▸ **Stated problem**
Pick up the forum post about the virtualizarr error when reading inlined reference data, and continue it from its last line.

--- begin Reading passage ---

Error reading inlined reference data when trying to roundtrip virtual dataset
Hi,
I've been working on trying to use virtualizarr to create virtual datasets of GOES/Himawari/G2KA AWS data. The end goal is to generate virtual references appended along the t dimension for GOES data. One of the main issues I've encountered so far with using virtualizarr is after writing virtualizarr to disk, reading it back results in this error
NotImplementedError: Reading inlined reference data is currently not supported. [ToDo]
I can read it with xr.open_dataset but I want to eventually combine all the virtual references into one large virtual dataset, so need to be able to open the virtual datasets.
import xarray as xr
from virtualizarr import open_virtual_dataset
import s3fs
fs = s3fs.S3FileSystem(anon=True)
filepath = "s3://noaa-goes19/ABI-L1b-RadF/2025/001/00/OR_ABI-L1b-RadF-M6C08_G19_s20250010010205_e20250010019513_c20250010019570.nc"
vd = open_virtual_dataset(filepath, loadable_variables=["t",],reader_options={'storage_options': {"anon": True}})
print(vd)
vd.virtualize.to_kerchunk('g19.json', format='json')
d = xr.open_dataset("g19.json", engine="kerchunk", backend_kwargs={"storage_options": {"remote_options": {"anon": True}}})
print(d)
vd1 = open_virtual_dataset("g19.json", filetype="kerchunk")
print(vd1)
I get that its not supported yet, but either, how would I have virtualizarr not write inlined data, or is there any information/resources to point to where I could try adding support for it?
xarray version: 2025.1.2 s3fs version: 2025.2.0 virtualizarr version: 1.3.2
Also, not sure if this is related, but doing the above and trying to write to Parquet file also fails:
import xarray as xr
from virtualizarr import open_virtual_dataset
import s3fs
fs = s3fs.S3FileSystem(anon=True)

--- end Reading passage ---
--- begin Extracted data ---

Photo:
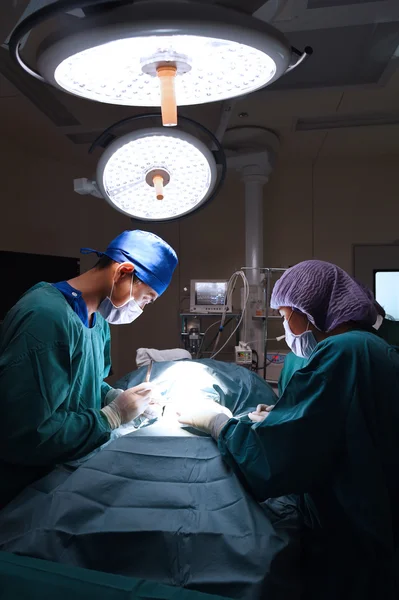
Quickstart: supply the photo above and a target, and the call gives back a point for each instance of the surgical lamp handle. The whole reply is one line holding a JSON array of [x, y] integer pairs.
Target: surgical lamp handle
[[219, 154], [302, 56], [39, 16]]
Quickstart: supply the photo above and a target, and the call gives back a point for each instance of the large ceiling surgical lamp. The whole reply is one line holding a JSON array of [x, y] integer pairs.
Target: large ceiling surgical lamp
[[156, 53], [156, 174]]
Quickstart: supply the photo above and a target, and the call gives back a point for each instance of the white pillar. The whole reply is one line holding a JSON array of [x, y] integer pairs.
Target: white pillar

--- end Extracted data ---

▸ **Result of this exercise**
filepath = "s3://noaa-goes19/ABI-L1b-RadF/2025/001/00/OR_ABI-L1b-RadF-M6C08_G19_s20250010010205_e20250010019513_c20250010019570.nc"
vd = open_virtual_dataset(filepath, loadable_variables=["t",],reader_options={'storage_options': {"anon": True}})
print(vd)
vd.virtualize.to_kerchunk('g19.parquet', format='parquet')
with
KeyError: 'algorithm_dynamic_input_data_container/.zarray'
This is an important and annoying missing feature when serializing to kerchunk. Thanks for raising it explicitly.
However, if you use Icechunk as a serialization format instead you won't have this problem.
Okay, thank you. I did also try using icechunk for this same example, snippet here: https://github.com/zarr-developers/VirtualiZarr/issues/485#issuecomment-2725543238 but also with issues decoding the FillValue
I found a work around for the case where you only have inlined coordinates:
def open_virtual_with_inligned(uri):
kds = xr.open_dataset(
uri,
engine="kerchunk"
)
mds = open_virtual_dataset(
uri,
registry=registry,
parser=KerchunkParquetParser(skip_variables=kds.coords)
)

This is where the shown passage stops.